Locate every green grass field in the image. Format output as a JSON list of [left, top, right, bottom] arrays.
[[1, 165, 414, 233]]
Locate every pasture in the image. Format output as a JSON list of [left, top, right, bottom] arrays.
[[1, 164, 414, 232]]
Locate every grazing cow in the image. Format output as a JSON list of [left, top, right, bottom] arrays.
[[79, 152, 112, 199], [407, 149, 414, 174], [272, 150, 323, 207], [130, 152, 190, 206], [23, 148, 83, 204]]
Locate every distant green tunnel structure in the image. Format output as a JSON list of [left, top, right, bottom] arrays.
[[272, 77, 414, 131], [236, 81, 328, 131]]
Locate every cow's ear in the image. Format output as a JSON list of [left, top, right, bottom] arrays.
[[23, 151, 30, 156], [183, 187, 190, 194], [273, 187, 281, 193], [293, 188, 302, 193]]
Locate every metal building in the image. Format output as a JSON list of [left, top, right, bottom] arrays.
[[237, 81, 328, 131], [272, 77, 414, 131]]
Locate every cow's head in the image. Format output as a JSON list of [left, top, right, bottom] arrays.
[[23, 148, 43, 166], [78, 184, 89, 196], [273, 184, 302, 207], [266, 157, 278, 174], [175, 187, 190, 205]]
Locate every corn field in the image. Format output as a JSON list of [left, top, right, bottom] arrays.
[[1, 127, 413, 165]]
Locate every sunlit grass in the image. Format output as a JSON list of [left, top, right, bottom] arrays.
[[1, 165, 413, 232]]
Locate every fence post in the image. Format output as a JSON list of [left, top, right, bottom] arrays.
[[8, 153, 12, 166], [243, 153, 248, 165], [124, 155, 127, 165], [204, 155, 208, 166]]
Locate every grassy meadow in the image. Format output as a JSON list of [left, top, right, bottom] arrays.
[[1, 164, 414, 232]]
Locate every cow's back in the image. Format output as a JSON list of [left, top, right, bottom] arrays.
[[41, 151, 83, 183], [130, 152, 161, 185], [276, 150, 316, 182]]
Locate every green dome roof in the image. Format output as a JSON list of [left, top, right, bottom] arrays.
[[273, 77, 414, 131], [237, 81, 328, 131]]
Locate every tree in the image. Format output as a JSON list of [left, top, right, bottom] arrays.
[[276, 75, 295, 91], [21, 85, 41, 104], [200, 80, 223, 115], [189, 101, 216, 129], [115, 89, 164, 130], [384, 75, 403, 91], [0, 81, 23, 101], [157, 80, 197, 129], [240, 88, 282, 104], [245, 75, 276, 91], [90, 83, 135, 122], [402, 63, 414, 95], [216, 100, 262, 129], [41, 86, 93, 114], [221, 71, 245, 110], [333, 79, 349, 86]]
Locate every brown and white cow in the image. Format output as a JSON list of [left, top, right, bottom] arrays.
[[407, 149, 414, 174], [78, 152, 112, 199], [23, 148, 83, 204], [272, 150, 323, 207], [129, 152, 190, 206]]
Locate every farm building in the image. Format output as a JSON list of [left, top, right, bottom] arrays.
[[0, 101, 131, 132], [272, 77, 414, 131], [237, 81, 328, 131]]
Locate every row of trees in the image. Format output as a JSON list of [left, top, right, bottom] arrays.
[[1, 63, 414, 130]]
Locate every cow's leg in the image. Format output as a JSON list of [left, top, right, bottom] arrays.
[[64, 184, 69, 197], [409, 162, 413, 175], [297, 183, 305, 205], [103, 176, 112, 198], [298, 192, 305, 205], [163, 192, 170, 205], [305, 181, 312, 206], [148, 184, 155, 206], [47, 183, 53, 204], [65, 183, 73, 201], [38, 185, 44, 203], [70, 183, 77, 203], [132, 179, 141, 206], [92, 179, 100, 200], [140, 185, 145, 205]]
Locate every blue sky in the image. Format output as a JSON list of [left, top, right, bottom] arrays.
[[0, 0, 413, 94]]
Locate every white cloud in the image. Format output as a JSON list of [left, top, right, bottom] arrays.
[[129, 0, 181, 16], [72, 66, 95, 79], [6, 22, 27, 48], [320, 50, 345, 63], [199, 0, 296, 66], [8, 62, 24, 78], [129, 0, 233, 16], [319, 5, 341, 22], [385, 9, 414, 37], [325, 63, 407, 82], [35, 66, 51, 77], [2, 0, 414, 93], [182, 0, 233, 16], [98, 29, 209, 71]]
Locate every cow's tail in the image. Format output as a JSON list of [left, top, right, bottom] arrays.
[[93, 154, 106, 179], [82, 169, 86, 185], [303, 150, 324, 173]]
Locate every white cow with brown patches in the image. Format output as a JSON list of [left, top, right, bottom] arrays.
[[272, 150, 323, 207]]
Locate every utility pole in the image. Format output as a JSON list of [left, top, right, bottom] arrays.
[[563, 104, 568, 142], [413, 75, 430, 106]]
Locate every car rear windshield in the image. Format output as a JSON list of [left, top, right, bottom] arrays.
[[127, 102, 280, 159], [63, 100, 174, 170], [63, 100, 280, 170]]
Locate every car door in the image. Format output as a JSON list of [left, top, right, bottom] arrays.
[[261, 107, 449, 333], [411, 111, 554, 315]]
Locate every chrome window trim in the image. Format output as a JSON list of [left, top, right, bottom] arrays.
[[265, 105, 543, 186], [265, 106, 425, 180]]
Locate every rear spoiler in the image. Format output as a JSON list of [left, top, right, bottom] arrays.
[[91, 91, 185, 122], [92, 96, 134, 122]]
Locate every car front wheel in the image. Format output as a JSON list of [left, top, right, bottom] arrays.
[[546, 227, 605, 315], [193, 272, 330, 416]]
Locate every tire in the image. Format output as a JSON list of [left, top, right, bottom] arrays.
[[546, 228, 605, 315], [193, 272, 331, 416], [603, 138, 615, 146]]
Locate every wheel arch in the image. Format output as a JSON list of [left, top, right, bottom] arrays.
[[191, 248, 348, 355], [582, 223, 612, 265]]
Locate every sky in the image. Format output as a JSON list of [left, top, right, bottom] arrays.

------------------------------------------------------------------------

> **Goal of the exercise**: Only the lines from the one containing "Locate every car rear" through the end of the material belong in the answer, each restated word for word.

> **Solution**:
Locate every car rear windshield in the image. Format output as a JSON list of [left, top, right, bottom] arrays.
[[127, 102, 280, 159], [63, 100, 174, 170], [63, 100, 280, 170]]
Locate every car door in the image. Format output as a JSON list of [left, top, right, bottom] arrays.
[[261, 107, 449, 333], [411, 111, 554, 315]]
Locate every chrome window trim in the image. Format output as a JSON list of [left, top, right, bottom] arrays.
[[265, 105, 543, 186], [265, 106, 425, 180]]
Locate every rear spoiler in the image. Format output as a JSON list of [left, top, right, bottom] arrays.
[[91, 91, 185, 122], [92, 96, 134, 122]]
Locate every car front wheel in the image. Format output as a JSON list of [left, top, right, bottom] arrays.
[[546, 227, 605, 315], [193, 272, 330, 416]]
Locate every tire in the image. Format output as a JSON list of [left, top, right, bottom] arrays.
[[546, 228, 605, 315], [193, 272, 331, 416], [603, 138, 615, 146]]
Locate every wheel arch in the image. Format output as a JSON list of [left, top, right, bottom] arrays.
[[191, 248, 348, 355], [582, 223, 612, 265]]
Locate every sky in the image. Format output as a JSON list of [left, top, right, bottom] arrays.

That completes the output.